• Stated task:
Return the following lines verbatim, with nothing added, dropped, or reordered.

• Material supplied:
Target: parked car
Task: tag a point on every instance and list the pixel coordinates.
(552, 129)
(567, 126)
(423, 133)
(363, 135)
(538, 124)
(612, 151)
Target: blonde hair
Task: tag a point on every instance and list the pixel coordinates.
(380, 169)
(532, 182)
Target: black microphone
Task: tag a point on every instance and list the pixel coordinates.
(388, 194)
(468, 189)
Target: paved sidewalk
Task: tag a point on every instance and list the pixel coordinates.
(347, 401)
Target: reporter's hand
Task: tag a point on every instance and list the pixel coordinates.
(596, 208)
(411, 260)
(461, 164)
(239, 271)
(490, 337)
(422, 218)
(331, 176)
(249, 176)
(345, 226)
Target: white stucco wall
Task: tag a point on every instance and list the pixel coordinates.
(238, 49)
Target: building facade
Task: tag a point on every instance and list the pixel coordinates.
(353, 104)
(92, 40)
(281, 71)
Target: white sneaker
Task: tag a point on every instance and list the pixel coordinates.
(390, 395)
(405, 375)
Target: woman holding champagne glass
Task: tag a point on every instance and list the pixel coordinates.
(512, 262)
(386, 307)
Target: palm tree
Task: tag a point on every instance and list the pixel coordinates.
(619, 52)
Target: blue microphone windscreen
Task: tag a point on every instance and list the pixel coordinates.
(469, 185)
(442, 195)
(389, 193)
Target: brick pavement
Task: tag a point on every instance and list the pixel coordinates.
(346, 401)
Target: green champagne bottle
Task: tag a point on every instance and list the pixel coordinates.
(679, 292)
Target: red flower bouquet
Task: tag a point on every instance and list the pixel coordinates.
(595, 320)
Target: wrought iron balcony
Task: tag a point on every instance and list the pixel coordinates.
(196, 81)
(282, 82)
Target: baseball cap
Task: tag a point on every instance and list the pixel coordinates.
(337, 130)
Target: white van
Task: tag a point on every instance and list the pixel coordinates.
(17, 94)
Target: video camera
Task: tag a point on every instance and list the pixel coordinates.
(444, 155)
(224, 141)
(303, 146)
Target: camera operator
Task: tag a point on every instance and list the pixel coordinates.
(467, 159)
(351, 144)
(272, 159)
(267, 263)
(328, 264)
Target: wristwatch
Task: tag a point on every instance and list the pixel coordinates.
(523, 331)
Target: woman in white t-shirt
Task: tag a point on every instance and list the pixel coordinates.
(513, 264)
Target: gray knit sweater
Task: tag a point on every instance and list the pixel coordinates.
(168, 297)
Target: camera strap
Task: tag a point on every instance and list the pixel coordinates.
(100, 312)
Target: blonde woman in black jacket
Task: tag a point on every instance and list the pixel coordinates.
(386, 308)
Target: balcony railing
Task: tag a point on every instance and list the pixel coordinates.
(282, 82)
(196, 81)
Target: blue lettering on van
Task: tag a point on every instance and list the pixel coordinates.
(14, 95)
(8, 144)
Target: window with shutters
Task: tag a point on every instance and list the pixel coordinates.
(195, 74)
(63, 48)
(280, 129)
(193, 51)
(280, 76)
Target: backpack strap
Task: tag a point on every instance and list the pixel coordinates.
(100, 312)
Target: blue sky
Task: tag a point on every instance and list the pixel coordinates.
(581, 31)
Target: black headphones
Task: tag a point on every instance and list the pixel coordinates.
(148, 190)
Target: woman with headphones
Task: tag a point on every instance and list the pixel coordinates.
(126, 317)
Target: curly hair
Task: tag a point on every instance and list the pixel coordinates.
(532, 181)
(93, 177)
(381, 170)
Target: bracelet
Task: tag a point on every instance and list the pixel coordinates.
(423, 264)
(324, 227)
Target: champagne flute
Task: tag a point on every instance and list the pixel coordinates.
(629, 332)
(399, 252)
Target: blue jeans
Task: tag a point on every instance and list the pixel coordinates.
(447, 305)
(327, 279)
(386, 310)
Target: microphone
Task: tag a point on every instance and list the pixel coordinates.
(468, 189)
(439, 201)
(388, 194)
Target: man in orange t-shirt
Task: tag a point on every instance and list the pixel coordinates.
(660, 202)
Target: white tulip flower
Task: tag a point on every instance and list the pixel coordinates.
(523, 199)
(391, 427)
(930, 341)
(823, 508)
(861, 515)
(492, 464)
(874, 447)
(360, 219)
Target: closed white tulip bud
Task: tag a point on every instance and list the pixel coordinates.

• Exercise output:
Target: parked car
Task: tag a point on every instance and list the pixel coordinates.
(552, 129)
(567, 126)
(423, 133)
(363, 135)
(538, 124)
(612, 151)
Target: blonde hair
Task: tag a point on every instance and list the pixel coordinates.
(380, 169)
(532, 182)
Target: black microphone
Task: tag a point on every instance and list the pixel coordinates.
(388, 194)
(468, 189)
Target: paved sidewalk
Task: tag a point on every instance and list the pixel coordinates.
(347, 401)
Target: reporter's hand
Task: tag a point on every instance and list the pixel coordinates.
(596, 208)
(411, 260)
(461, 164)
(239, 271)
(490, 337)
(422, 218)
(331, 176)
(249, 176)
(345, 226)
Target: white stucco wall
Task: tag a point on every instance and list the pixel coordinates.
(238, 49)
Target: building facade
Task: tag a point on every instance and list the pixel coordinates.
(353, 104)
(92, 40)
(281, 71)
Target: white sneaker
Task: tag a point on every instance and list the pixel coordinates.
(390, 395)
(405, 375)
Target: woman holding champagne glass
Task: tag a point on every instance and list the pixel coordinates.
(512, 262)
(386, 307)
Target: palm tree
Task: tag a point on every instance and list the pixel coordinates.
(619, 52)
Target: blue microphone windscreen
Task: tag a point on every instance and list the pixel coordinates.
(469, 185)
(442, 195)
(389, 193)
Target: brick pavement
Task: tag a point on every instance and list the pixel coordinates.
(346, 401)
Target: green champagne bottle
Task: tag a point on every instance and list the pixel coordinates.
(679, 292)
Target: red flower bouquet
Task: tag a point on every instance and list the pixel coordinates.
(595, 320)
Target: wrought iron balcony
Task: tag a point on every instance and list the pixel coordinates.
(196, 81)
(282, 82)
Target: baseball cap
Task: tag a point on every instance and list the pixel coordinates.
(337, 130)
Target: white van
Task: tag a point on every instance and list the pixel coordinates.
(17, 94)
Target: video camera
Task: tag a point on every instance and list the pixel coordinates.
(444, 155)
(224, 141)
(303, 146)
Target: camera operator
Task: tag a point on every instance and list the pixel coordinates.
(467, 159)
(351, 144)
(272, 159)
(267, 263)
(328, 264)
Target: wristwatch
Task: tag a point on every instance and list the pixel coordinates.
(523, 331)
Target: woman in white t-shirt
Task: tag a point on every instance and list the pixel coordinates.
(513, 264)
Target: gray knit sweater
Task: tag a point on every instance and list the pixel coordinates.
(168, 297)
Target: camera strap
Task: tag a point on every instance and list the pixel coordinates.
(100, 312)
Target: blonde woman in black jacket
Task: tag a point on every instance and list the pixel coordinates.
(386, 308)
Target: balcony railing
Task: tag a point on every instance and list the pixel coordinates.
(282, 82)
(196, 81)
Target: blue lettering on van
Task: tag a point on every instance and list the pixel coordinates.
(14, 95)
(8, 144)
Target: window with shutters
Task: tag a point on every instance and list the pixel coordinates.
(195, 74)
(63, 48)
(280, 129)
(193, 51)
(280, 76)
Target: backpack strap
Task: tag a point on every instance and list the pixel coordinates.
(100, 312)
Target: blue sky
Task: tag a point on every instance and list the pixel coordinates.
(581, 31)
Target: black headphones
Task: tag a point on every instance and list the pixel coordinates.
(148, 190)
Target: woman with headphones
Task: tag a point on every instance and list the pixel coordinates.
(126, 317)
Target: curly hair
Task: tag a point on every instance and list the pixel coordinates.
(532, 181)
(93, 177)
(381, 170)
Target: bracelet
Task: tag a point on every instance and list the pixel coordinates.
(423, 264)
(324, 227)
Target: champagne flute
Task: tag a point on every instance and list the pixel coordinates.
(629, 332)
(399, 252)
Target: blue jeans
Task: tag a point on every instance and list the pixel coordinates.
(447, 305)
(327, 279)
(386, 310)
Target: microphone
Task: tag a point on every instance and list the pixel coordinates.
(468, 189)
(439, 201)
(388, 194)
Target: man in orange t-shirt
Task: tag a point on every instance and list the pixel coordinates.
(660, 202)
Target: white tulip flower
Task: tag a point on every instance and list the pixel coordinates.
(523, 199)
(391, 427)
(930, 341)
(823, 508)
(861, 515)
(492, 464)
(874, 447)
(360, 219)
Target: closed white tulip bud
Task: tag a point on every instance and list the pixel coordinates.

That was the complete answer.